### Votre objectif
Poursuivez, s'il vous plaît, le texte ci-dessous sur les microplastiques et les produits chimiques dans l'eau, en reprenant juste après sa dernière phrase.

### Texte fourni
Les microplastiques ont également d'autres effets indirects, comme leur tendance à libérer des substances toxiques. Les fabricants et fabricantes incorporent des centaines d'additifs dans les polymères pour leur donner les propriétés souhaitées. «Nous devrions donc nous demander ce qui cause réellement le dommage : les polymères eux-mêmes, la forme et la taille des particules microplastiques, ou les additifs libérés par les polymères», ajoute-t-elle.
D'innombrables produits chimiques
Les substances qui s'échappent des microplastiques sont loin d'être les seuls produits chimiques présents dans l'eau. Au cours des dernières décennies, l'industrie chimique a créé des centaines de milliers de composés. Rien qu'en Europe, 26'000 nouvelles substances, représentant au moins une tonne métrique, sont mises sur le marché chaque année. Dans la plupart des cas, le sort qui leur est réservé reste incertain.
Kristopher McNeill, professeur de chimie environnementale à l'ETH Zurich, s'intéresse depuis longtemps à ces questions. Ses recherches portent sur la manière dont les molécules organiques synthétiques - en particulier les ingrédients pharmaceutiques actifs - agissent comme des toxines dans l'environnement et sur la manière dont elles se dégradent. «Des médicaments aux cosmétiques en passant par les pesticides et les engrais, tout ce que nous utilisons dans la vie quotidienne finit par se retrouver dans les rivières et les océans», explique-t-il.
Le triclosan, un agent antimicrobien, en est un bon exemple. Utilisé à l'origine dans les désinfectants pour les mains des hôpitaux aux États-Unis, il s'est progressivement retrouvé dans de nombreux produits de consommation au cours des années 1970. Au début de l'année 2000, 95% des savons liquides pour les mains aux États-Unis contenaient du triclosan. Ce n'est que plus tard que l'on a compris à quel point cet ingrédient était inutile.

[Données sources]
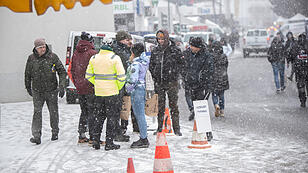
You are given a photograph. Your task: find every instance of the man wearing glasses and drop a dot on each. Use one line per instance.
(42, 84)
(165, 63)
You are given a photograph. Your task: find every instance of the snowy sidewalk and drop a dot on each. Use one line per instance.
(231, 151)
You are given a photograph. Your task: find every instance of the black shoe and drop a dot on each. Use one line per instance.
(54, 137)
(121, 138)
(177, 133)
(37, 141)
(157, 131)
(96, 145)
(141, 143)
(303, 104)
(209, 136)
(112, 147)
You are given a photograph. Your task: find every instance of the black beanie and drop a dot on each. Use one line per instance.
(196, 42)
(137, 49)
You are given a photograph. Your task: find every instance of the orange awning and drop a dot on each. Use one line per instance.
(42, 5)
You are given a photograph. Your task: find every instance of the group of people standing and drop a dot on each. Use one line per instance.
(119, 69)
(295, 53)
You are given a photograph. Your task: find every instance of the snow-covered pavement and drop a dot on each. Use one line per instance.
(233, 149)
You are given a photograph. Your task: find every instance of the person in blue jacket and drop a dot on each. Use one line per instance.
(135, 85)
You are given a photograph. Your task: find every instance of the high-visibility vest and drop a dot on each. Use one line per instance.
(106, 72)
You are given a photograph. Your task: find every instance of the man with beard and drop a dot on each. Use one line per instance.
(165, 66)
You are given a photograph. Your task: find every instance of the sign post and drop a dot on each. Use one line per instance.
(202, 115)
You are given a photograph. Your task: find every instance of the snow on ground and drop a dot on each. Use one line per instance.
(231, 151)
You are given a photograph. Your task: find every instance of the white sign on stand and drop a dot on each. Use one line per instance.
(202, 116)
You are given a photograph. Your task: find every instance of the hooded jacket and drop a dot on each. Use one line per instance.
(136, 73)
(106, 72)
(165, 62)
(40, 72)
(198, 69)
(78, 66)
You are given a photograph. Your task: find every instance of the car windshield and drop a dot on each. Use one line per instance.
(186, 37)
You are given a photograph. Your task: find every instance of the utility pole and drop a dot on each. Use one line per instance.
(169, 26)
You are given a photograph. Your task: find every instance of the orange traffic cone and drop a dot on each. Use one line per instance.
(199, 140)
(162, 162)
(130, 166)
(167, 123)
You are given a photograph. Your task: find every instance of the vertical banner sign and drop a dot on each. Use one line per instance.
(202, 116)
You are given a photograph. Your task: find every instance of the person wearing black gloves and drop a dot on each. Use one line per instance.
(42, 84)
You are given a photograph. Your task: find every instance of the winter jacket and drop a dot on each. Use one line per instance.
(136, 73)
(106, 72)
(165, 64)
(220, 77)
(300, 58)
(78, 66)
(276, 52)
(288, 48)
(123, 51)
(198, 69)
(40, 72)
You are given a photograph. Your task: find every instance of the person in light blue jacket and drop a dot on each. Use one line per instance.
(135, 85)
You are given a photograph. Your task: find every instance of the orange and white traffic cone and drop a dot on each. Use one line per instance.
(162, 162)
(167, 123)
(199, 140)
(130, 166)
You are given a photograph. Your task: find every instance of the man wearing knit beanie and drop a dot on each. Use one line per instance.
(42, 84)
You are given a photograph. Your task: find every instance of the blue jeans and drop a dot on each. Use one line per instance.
(278, 68)
(138, 103)
(218, 97)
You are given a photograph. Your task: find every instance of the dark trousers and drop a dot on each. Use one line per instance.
(51, 99)
(86, 117)
(172, 90)
(302, 87)
(106, 107)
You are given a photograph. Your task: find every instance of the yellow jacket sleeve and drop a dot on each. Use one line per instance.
(120, 73)
(90, 72)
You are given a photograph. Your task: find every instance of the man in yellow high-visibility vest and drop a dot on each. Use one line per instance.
(106, 72)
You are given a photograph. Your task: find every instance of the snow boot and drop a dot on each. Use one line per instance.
(141, 143)
(217, 110)
(54, 137)
(112, 146)
(37, 141)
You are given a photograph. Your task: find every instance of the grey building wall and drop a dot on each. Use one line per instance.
(19, 30)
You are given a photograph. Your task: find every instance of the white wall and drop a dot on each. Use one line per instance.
(19, 30)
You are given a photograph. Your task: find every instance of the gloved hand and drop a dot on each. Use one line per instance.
(61, 92)
(29, 90)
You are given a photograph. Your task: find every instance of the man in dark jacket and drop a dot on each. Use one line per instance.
(42, 84)
(300, 56)
(165, 63)
(121, 47)
(277, 60)
(78, 65)
(198, 73)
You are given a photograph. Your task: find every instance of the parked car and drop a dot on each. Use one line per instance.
(74, 37)
(255, 40)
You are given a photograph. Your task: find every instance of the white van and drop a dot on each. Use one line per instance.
(74, 37)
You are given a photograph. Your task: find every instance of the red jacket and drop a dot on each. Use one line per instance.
(78, 66)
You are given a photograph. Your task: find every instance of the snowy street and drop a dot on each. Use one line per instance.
(261, 132)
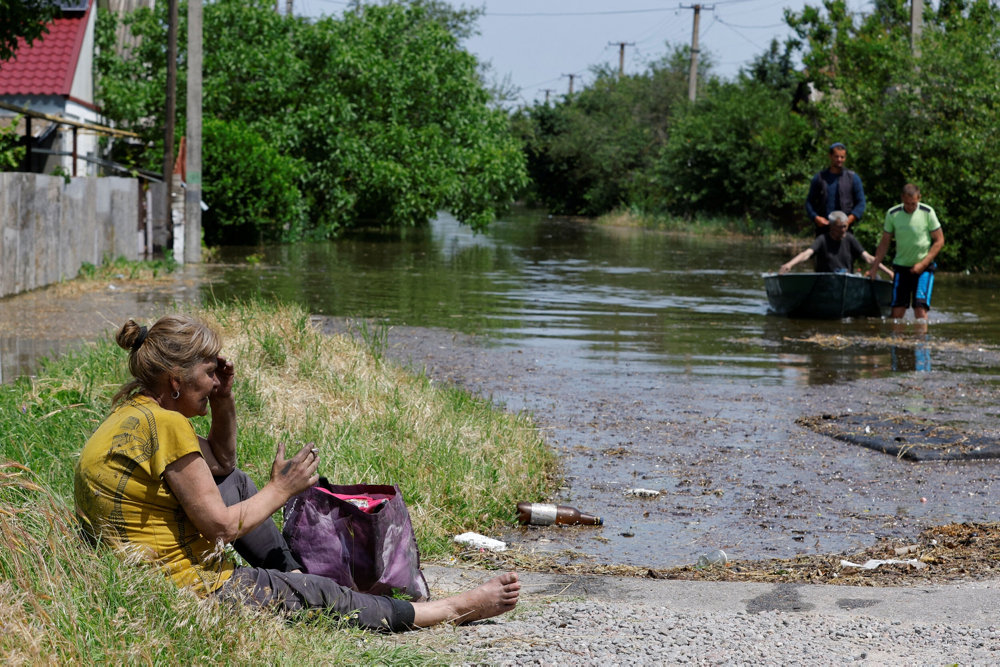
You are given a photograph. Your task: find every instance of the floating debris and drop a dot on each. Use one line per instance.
(642, 493)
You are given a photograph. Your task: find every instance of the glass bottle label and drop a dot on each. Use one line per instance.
(543, 514)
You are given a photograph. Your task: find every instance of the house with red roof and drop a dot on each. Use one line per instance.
(54, 75)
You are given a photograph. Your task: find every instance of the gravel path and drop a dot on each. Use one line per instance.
(639, 622)
(703, 623)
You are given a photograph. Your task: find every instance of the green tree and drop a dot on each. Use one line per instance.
(380, 115)
(739, 151)
(23, 19)
(922, 118)
(594, 151)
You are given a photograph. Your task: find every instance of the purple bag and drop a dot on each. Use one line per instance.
(370, 552)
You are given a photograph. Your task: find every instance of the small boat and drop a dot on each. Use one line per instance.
(828, 295)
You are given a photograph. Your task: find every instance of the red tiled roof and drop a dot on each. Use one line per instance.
(46, 67)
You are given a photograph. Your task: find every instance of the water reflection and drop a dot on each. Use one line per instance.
(659, 303)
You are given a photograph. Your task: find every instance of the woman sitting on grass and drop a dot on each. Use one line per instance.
(147, 481)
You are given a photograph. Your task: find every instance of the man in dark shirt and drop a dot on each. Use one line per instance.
(835, 251)
(835, 189)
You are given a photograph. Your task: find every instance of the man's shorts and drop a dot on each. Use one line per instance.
(909, 289)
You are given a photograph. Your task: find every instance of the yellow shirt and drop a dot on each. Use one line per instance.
(119, 490)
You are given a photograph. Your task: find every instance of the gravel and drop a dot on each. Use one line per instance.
(606, 633)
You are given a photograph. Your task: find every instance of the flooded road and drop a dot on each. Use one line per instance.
(650, 361)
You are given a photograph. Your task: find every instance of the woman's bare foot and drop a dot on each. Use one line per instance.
(495, 597)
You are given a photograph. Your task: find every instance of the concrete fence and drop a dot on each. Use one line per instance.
(50, 227)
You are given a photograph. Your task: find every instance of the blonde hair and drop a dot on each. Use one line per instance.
(174, 344)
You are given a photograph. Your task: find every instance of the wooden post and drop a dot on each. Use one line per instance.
(192, 195)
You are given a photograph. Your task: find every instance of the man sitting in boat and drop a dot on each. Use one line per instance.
(834, 251)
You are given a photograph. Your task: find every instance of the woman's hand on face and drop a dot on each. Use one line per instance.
(225, 373)
(298, 473)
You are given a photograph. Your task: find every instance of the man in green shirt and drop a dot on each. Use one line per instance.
(919, 239)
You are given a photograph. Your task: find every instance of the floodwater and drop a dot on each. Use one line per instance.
(650, 361)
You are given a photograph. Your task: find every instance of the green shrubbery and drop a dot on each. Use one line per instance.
(313, 126)
(748, 148)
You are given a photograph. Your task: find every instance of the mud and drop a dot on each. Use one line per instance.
(733, 468)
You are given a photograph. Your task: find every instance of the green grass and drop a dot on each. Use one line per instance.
(699, 225)
(461, 463)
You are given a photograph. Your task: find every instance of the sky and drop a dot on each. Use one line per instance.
(535, 44)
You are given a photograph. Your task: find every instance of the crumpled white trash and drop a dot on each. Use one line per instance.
(481, 542)
(871, 564)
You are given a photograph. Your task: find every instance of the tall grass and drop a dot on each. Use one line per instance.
(700, 225)
(461, 463)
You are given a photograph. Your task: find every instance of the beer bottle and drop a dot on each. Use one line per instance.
(543, 514)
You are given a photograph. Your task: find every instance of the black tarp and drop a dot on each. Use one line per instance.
(905, 437)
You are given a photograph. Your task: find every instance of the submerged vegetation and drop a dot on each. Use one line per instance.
(462, 465)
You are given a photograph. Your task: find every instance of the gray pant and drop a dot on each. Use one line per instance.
(268, 582)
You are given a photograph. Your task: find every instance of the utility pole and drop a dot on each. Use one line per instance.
(192, 194)
(571, 77)
(621, 55)
(693, 75)
(916, 25)
(168, 136)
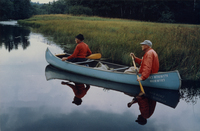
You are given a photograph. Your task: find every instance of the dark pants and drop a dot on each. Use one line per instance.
(77, 59)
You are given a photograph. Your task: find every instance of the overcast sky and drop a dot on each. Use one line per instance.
(43, 1)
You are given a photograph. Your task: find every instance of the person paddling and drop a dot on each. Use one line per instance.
(150, 62)
(148, 65)
(81, 51)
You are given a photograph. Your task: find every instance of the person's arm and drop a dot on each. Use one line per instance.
(137, 60)
(87, 87)
(147, 66)
(75, 53)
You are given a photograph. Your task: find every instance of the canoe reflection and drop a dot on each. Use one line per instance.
(146, 107)
(79, 90)
(166, 97)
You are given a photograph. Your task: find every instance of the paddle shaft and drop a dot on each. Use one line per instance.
(141, 87)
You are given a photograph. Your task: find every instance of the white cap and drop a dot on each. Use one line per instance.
(147, 42)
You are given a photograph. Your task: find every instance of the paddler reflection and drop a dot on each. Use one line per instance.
(79, 90)
(146, 107)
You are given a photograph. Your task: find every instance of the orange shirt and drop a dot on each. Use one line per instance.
(149, 63)
(81, 51)
(79, 90)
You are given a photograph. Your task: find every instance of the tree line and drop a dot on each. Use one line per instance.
(171, 11)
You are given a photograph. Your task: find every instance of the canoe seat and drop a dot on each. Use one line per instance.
(84, 62)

### Réponse
Kristopher McNeill et son collègue William Arnold ont pu démontrer comment la lumière du soleil décompose le triclosan présent dans les eaux usées en dioxines, un groupe de composés chimiques hautement toxiques. «La lumière du soleil peut rendre de nombreuses substances toxiques inoffensives. Mais dans ce cas, on obtient quelque chose de bien pire», explique Kristopher McNeill. Le Minnesota, où ils ont mené leurs recherches, est devenu le premier État américain à interdire l'utilisation du triclosan dans les produits de consommation. En 2016, la Food and Drug Administration (FDA) a annoncé l'interdiction du triclosan et d'autres agents antimicrobiens dans certains produits - une rare victoire pour le chimiste environnemental. «C'est formidable de voir que nos résultats ont joué un rôle aussi important dans cette décision», déclare-t-il.
Ce cas illustre la manière dont la chimie environnementale a tendance à être à la traîne de l'industrie chimique. Tout d'abord, les entreprises chimiques inventent de nouvelles substances qui sont rapidement utilisées à grande échelle. Des années plus tard, des chimistes de l'environnement tels que Kristopher McNeill découvrent que ces produits chimiques sont nocifs pour l'être humain, les animaux et l'environnement. «Il faut 30 à 40 ans aux autorités pour mettre en place des réglementations ou annoncer une interdiction totale sur la base d'études scientifiques», explique Kristopher McNeill. Il estime qu'il faut inverser le processus et exiger que les produits chimiques soient évalués scientifiquement avant d'être utilisés. «C'est la seule façon pour nous, en tant que société, d'empêcher la répétition des tragédies causées par des produits chimiques comme le triclosan et toutes les autres toxines environnementales telles que le produit chimique industriel PCB et l'insecticide DDT», ajoute-t-il.